(Exercise brief): Beginning at the line containing "the bay horse" and continuing to the end of the records below, give each line again exactly as it stands, and only those lines.

(Data supplied begins)

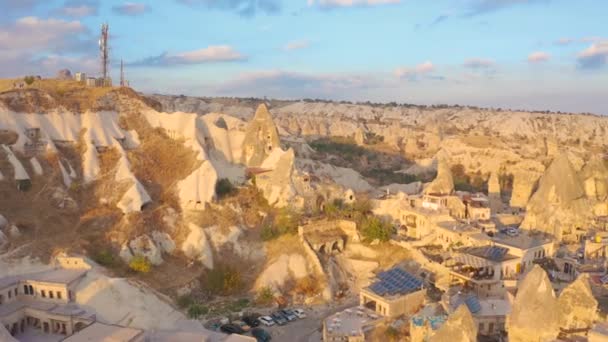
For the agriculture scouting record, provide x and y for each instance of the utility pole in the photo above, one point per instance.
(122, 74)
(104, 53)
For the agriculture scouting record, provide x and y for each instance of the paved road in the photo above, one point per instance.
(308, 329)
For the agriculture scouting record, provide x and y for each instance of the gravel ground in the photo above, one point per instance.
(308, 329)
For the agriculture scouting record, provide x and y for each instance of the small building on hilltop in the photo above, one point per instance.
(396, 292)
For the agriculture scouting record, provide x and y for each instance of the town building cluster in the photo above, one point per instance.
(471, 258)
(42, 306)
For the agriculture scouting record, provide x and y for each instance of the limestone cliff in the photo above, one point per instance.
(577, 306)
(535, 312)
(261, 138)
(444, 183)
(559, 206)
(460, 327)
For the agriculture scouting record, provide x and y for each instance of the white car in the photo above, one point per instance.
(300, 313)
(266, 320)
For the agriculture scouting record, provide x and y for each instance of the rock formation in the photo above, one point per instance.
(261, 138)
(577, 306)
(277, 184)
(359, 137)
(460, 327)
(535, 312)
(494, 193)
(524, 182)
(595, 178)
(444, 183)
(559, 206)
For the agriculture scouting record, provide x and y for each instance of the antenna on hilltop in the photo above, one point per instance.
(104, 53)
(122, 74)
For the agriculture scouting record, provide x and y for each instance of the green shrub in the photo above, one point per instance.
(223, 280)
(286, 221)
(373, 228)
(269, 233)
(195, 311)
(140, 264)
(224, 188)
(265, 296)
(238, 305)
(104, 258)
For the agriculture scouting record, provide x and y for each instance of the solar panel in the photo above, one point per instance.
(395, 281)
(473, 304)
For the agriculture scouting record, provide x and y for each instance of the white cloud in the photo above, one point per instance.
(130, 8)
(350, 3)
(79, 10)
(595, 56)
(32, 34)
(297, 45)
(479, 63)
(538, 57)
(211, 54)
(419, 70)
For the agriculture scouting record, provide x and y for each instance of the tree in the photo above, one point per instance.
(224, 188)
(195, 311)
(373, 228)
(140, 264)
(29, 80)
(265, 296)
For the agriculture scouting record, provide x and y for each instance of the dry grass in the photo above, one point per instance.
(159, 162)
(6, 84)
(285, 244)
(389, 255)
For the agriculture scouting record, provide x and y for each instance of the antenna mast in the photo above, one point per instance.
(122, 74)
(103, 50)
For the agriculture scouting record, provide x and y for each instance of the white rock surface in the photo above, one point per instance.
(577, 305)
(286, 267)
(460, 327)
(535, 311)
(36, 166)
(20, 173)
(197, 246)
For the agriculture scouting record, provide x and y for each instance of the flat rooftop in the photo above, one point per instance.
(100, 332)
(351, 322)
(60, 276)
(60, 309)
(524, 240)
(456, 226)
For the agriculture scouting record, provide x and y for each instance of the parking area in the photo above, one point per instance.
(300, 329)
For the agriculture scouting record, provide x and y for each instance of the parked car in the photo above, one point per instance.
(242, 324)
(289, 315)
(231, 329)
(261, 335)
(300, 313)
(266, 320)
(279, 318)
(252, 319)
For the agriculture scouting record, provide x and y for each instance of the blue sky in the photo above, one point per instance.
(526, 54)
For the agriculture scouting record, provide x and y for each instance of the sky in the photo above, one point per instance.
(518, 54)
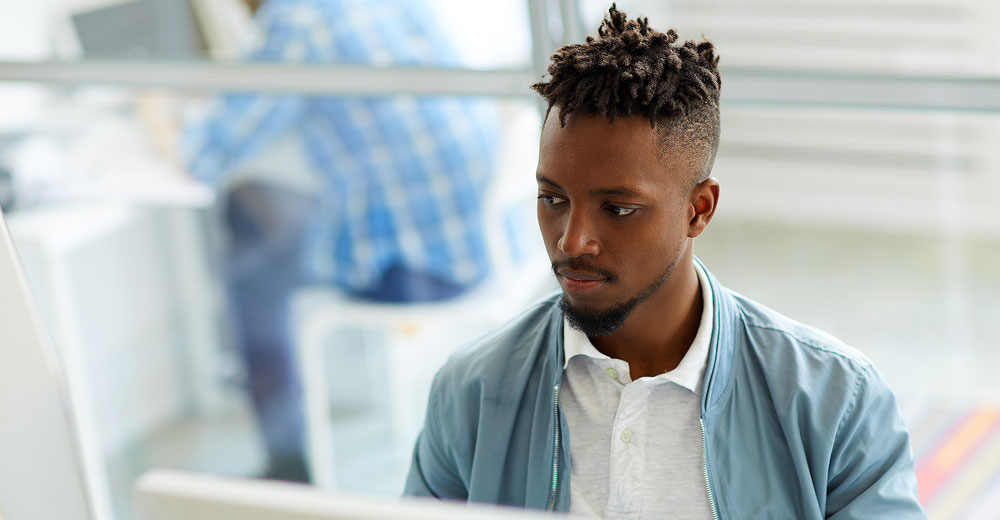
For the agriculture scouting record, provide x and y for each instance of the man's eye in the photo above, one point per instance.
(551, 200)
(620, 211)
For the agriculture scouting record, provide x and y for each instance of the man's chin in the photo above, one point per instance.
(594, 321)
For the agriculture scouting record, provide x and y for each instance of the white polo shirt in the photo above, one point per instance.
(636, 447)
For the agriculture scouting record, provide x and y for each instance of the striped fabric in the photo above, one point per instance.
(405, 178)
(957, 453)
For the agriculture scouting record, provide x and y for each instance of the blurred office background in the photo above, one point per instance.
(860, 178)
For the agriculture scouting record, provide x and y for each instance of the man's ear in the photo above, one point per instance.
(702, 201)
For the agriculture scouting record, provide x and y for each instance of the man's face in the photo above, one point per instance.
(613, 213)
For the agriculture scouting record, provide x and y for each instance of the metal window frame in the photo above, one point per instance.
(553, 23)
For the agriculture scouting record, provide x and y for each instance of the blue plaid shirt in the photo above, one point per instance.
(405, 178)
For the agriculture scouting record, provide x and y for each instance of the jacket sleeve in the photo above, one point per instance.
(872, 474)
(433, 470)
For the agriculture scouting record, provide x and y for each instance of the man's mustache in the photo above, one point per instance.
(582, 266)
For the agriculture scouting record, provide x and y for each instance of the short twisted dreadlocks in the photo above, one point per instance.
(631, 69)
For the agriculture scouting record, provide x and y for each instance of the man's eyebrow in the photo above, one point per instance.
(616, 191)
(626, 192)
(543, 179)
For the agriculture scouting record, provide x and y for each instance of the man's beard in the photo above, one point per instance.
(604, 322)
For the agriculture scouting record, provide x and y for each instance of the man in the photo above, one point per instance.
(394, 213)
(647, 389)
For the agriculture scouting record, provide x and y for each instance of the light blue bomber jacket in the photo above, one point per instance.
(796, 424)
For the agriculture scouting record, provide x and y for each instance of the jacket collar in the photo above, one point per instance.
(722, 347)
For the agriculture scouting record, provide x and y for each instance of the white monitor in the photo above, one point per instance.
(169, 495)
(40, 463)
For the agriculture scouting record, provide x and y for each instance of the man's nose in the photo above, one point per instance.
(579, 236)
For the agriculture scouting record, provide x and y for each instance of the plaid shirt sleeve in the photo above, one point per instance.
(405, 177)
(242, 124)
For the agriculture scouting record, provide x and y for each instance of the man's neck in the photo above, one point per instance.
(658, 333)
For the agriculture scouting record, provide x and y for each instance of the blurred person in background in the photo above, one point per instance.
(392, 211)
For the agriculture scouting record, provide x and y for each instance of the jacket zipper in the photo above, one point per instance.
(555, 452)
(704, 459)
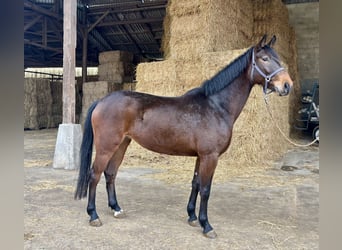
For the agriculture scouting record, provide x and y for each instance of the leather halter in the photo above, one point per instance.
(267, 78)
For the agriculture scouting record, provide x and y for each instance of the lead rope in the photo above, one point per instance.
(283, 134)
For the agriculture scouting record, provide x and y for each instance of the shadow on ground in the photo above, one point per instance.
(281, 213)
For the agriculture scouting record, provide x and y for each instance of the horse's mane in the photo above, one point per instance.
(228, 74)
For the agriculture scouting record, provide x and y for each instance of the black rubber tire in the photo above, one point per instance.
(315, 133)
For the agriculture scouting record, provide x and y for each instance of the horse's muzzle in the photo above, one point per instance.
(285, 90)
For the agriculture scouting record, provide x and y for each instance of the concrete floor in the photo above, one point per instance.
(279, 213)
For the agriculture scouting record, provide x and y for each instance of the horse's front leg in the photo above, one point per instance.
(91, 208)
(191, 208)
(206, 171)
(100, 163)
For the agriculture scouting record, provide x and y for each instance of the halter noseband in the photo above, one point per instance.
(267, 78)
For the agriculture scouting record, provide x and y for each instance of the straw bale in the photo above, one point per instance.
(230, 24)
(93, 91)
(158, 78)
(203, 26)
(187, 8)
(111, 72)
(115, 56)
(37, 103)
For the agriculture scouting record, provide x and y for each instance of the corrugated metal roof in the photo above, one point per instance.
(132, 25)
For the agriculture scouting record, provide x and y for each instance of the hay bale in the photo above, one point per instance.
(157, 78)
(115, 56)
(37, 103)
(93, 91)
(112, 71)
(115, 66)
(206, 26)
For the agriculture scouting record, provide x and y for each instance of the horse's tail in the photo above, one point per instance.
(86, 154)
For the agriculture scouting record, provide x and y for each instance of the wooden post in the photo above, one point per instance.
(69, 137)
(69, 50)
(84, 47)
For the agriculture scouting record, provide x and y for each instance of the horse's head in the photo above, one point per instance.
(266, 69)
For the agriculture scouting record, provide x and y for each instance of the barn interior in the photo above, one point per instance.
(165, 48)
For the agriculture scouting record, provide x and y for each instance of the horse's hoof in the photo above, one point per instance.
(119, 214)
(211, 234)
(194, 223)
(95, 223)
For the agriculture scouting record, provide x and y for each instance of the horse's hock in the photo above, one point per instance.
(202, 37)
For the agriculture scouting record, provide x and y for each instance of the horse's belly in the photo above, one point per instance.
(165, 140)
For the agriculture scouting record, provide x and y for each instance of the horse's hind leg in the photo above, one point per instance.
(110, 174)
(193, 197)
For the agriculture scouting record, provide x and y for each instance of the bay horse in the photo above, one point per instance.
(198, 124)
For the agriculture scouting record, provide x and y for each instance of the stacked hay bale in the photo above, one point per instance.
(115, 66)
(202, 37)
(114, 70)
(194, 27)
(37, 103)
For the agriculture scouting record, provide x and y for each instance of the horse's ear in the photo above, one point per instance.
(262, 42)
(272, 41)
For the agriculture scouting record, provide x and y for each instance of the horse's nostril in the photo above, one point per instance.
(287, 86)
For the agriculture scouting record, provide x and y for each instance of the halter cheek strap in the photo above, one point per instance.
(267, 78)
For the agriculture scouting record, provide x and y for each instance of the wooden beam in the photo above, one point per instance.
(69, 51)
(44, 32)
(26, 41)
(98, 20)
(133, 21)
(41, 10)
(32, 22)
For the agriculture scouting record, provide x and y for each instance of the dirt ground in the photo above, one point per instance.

(Data supplied ends)

(Exercise solution):
For the agriculture scouting record, provide x and y for each instance of the bay horse in the photo above, one point per instance.
(198, 124)
For the agriculture scouting record, provide x and y for each instance of the stacked hay bale in the photo above, one point per instance.
(115, 66)
(202, 37)
(114, 70)
(194, 27)
(37, 103)
For the agriculture scouting record, provide x and y for each instance of the horse's ear in the photo above, one point per instance.
(262, 42)
(272, 41)
For the agriculture scouting record, provide x and y for each instance of the horse's nostril in the photo above, one point per instance.
(287, 86)
For the agriculture scouting record, provide x and y for each instance of the halter cheek strap in the photo above, one point per instance.
(267, 78)
For the agriculture scouting record, provide x and y for each instance of the wooden beam in the photo above, one point per instance.
(69, 51)
(44, 32)
(26, 41)
(98, 20)
(133, 21)
(41, 10)
(32, 22)
For the agriculture scouting record, provide x and y for each instance of the dirt ground in the photo above, one point per instance.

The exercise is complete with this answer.